#### AVAILABLE DATA ####

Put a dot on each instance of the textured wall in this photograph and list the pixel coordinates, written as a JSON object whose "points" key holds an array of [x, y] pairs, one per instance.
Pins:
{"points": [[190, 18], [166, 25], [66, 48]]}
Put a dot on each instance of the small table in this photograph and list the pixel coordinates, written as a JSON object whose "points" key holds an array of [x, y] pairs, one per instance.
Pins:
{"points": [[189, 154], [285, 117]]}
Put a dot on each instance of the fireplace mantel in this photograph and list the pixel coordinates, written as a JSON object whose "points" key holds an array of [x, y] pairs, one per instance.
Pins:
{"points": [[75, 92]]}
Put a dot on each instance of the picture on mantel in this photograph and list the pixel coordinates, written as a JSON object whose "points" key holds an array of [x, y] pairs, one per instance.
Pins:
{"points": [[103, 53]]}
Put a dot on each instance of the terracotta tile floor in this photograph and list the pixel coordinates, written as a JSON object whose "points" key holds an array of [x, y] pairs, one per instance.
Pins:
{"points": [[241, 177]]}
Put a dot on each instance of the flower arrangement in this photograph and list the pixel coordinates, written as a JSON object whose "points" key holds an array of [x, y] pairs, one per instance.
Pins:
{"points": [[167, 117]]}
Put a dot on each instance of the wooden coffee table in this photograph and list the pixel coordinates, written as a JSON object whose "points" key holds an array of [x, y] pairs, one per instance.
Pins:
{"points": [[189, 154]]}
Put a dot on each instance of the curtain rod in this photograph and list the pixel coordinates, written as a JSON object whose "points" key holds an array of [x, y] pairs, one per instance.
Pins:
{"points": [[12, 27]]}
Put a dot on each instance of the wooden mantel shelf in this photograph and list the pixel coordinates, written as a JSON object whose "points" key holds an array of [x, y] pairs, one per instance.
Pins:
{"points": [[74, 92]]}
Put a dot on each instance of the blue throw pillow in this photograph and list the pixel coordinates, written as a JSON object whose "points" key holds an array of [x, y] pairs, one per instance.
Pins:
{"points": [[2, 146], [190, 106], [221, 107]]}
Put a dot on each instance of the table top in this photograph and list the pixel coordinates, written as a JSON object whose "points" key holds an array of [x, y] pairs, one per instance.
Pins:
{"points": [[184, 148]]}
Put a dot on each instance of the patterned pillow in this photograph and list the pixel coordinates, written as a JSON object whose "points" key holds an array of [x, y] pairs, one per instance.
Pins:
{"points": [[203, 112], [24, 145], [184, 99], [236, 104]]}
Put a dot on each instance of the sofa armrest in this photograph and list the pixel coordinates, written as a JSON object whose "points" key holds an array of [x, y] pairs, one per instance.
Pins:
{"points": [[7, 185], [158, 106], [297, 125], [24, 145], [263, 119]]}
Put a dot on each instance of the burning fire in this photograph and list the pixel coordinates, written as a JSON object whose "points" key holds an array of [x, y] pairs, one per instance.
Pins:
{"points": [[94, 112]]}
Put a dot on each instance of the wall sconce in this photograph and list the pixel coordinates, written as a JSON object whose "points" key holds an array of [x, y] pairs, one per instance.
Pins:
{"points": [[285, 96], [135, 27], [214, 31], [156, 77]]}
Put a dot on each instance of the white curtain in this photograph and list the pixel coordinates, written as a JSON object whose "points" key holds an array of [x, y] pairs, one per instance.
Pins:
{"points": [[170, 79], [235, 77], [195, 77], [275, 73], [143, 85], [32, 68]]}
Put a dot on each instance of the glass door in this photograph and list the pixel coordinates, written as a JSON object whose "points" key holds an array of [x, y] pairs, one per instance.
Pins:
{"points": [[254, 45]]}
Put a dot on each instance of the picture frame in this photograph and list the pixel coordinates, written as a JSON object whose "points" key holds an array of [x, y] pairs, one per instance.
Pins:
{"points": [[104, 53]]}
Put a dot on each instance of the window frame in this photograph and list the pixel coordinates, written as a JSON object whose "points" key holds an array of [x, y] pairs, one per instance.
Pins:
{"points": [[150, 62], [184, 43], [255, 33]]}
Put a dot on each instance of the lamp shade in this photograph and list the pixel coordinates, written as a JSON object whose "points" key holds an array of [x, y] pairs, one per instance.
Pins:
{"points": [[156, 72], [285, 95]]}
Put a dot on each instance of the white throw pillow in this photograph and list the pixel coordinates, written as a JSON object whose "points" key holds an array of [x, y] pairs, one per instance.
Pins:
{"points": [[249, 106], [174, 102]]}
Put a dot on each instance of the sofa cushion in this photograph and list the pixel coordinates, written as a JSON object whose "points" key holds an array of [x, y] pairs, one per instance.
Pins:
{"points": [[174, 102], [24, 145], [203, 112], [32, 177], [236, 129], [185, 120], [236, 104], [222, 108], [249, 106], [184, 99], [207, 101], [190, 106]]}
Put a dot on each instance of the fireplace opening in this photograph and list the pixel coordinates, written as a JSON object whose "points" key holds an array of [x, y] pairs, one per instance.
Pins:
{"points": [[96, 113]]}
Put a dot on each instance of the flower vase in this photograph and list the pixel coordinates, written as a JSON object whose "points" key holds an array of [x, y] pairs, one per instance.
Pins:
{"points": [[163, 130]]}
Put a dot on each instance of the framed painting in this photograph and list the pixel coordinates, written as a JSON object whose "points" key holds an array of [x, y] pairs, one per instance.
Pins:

####

TASK DETAILS: All entries must be duplicated exactly, with none left out.

ANSWER TO THE PROBLEM:
Put a dot on each instance of the textured wall in this photograph and list the pixel coordinates, written as a JSON object whose "points" key holds an array of [x, y] pairs, one per instance.
Pins:
{"points": [[190, 18], [166, 25], [66, 48]]}
Put a dot on each instance of the small table in this photograph and list the pixel coordinates, written as a JSON object whose "points" key holds an array of [x, y] pairs, one per instance.
Pins:
{"points": [[189, 154], [285, 117]]}
Put a dot on each instance of the fireplace mantel in this photograph and list the pixel coordinates, written as a JSON object whose "points" key holds an array of [x, y] pairs, one per instance.
Pins:
{"points": [[75, 92]]}
Put a dot on each instance of the picture on mantel in this photograph and list the pixel coordinates, written as a JSON object whose "points" key holds an array of [x, y] pairs, one per instance.
Pins:
{"points": [[103, 53]]}
Put a dot on each instance of the terracotta tile floor in this photograph and list the pixel coordinates, written as a JSON object whose "points" key holds an array of [x, y] pairs, one per instance.
Pins:
{"points": [[241, 177]]}
Put a dot on each instance of the flower arrangement in this photograph and list the pixel coordinates, written as a JSON object whose "points" key holds an array of [x, y] pairs, one per instance.
Pins:
{"points": [[167, 117]]}
Put a dot on each instance of the wooden coffee table in this photograph and list the pixel coordinates, written as a JSON object whose "points" key holds an array of [x, y] pairs, one per instance.
Pins:
{"points": [[189, 154]]}
Put a dot on each instance of the curtain rod in this photograph and list the pixel coordinates, written as a JSON object whose "points" key holds an array of [x, y] pairs, one per instance.
Pins:
{"points": [[12, 27]]}
Put a dot on each instance of the wooden mantel shelf in this photograph and list the pixel coordinates, written as a JSON object whose "points" key holds an array of [x, y] pairs, one per instance.
Pins:
{"points": [[74, 92]]}
Put a dot on each instance of the blue throw pillow in this photograph and list the pixel coordinates, written as a JSON object whose "points" key holds an array of [x, y] pairs, one per instance.
Pins:
{"points": [[2, 146], [190, 106], [221, 107]]}
Put a dot on each instance of the table top in this photograph and list the pixel coordinates, written as a JSON object whose "points" key holds an array of [x, y] pairs, one per instance.
Pins:
{"points": [[184, 148]]}
Put a dot on each instance of the patterned pillow in this photograph and list the pixel coordinates, written as a JSON object whose "points" key holds an array of [x, y] pairs, one per instance.
Pins:
{"points": [[203, 112], [24, 145], [184, 99], [236, 104]]}
Put a dot on each instance of the sofa armrest in this photograph and list the pixel coordinates, written as a JSON object whose "points" key holds an array of [x, y] pairs, one per instance.
Pins:
{"points": [[7, 185], [158, 106], [297, 125], [24, 145], [263, 119]]}
Put a dot on each instance of the burning fire in this photograph and list the pixel coordinates, written as a JSON object whose "points" key holds an array of [x, y] pairs, one per instance.
Pins:
{"points": [[94, 112]]}
Put a dot on each instance of the wall sconce in this photograph and list the pixel coordinates, written as a JSON object whose "points" key holds an array of [x, y] pairs, one per instance.
Pins:
{"points": [[285, 96], [135, 27], [214, 31], [156, 77]]}
Put a dot on each instance of the white curtain in this photograph and list the pixel coordinates, written as a JSON object whose "points" key holds an array of [x, y] pairs, one per instance.
Pins:
{"points": [[170, 79], [235, 77], [195, 77], [275, 73], [143, 85], [32, 68]]}
Put a dot on each instance of the glass door in this photograph and list the pixel coordinates, written as a JSON object whose "points" key holds an array of [x, y] pairs, one per instance.
Pins:
{"points": [[254, 45]]}
Put a dot on each instance of the picture frame in this photograph and list the pixel coordinates, written as a JSON object whose "points" key holds an array of [x, y] pairs, one per instance.
Pins:
{"points": [[104, 53]]}
Put a dot on each instance of the window frame in this photograph and list the pixel coordinates, written as a JSON object whose "points" key holds an array of [x, y] pairs, one per instance.
Pins:
{"points": [[150, 62], [184, 43], [255, 33]]}
Put a dot on each instance of the lamp shade in this photograph and list the pixel coordinates, written as a JSON object whose "points" key holds an array of [x, y] pairs, one per instance.
Pins:
{"points": [[156, 72], [285, 95]]}
Put a dot on each instance of the white throw pillow in this photograph and list the pixel coordinates, written as a JSON object whose "points" key holds an array of [x, y] pairs, one per instance.
Pins:
{"points": [[249, 106], [174, 102]]}
Put a dot on each instance of the sofa cushion in this photograph and list the pixel coordinates, written as a JSON object whose "points" key holds an array of [x, y] pairs, one per instance.
Pins:
{"points": [[174, 102], [24, 145], [203, 112], [32, 177], [236, 129], [185, 120], [236, 104], [222, 108], [249, 106], [184, 99], [207, 101], [190, 106]]}
Put a dot on each instance of the fireplace opening in this photograph and list the pixel coordinates, written as a JSON object whose "points" key holds an array of [x, y] pairs, one per instance.
Pins:
{"points": [[96, 113]]}
Put a dot on each instance of the flower vase in this photograph and list the pixel coordinates, written as a JSON object whose "points" key holds an array of [x, y] pairs, one per instance.
Pins:
{"points": [[163, 130]]}
Put a dot on each instance of the framed painting in this photograph and list the pixel coordinates, written as a JSON object whose "points" key holds an array of [x, y] pairs, one per instance.
Pins:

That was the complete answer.